* **GIVEN INSTRUCTION**: Lay out every line of the records below as a numbered list, leaving out any blank lines.

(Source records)
%%

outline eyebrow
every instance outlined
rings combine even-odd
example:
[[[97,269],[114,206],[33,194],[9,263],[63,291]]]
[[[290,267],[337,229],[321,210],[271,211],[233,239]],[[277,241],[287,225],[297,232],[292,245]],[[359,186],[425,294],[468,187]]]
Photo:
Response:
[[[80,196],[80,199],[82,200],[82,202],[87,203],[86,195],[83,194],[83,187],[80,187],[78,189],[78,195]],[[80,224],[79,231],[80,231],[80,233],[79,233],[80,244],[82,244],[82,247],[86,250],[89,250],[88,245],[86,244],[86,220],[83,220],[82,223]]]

%%

* **PROBLEM SOLUTION**:
1. outline eyebrow
2. every instance outlined
3. rings combine even-odd
4. example:
5. [[[97,269],[114,206],[33,194],[9,263],[63,291]]]
6. [[[290,267],[337,229],[321,210],[271,211],[233,239]],[[277,241],[287,225],[297,232],[292,245]],[[359,186],[425,294],[468,187]]]
7. Photo:
8. Response:
9. [[[80,196],[80,199],[82,200],[82,202],[87,203],[86,195],[83,194],[83,187],[80,187],[78,189],[78,195]],[[80,224],[79,231],[80,231],[80,233],[79,233],[80,244],[82,244],[82,247],[86,250],[89,250],[88,245],[86,244],[86,220],[83,220],[82,223]]]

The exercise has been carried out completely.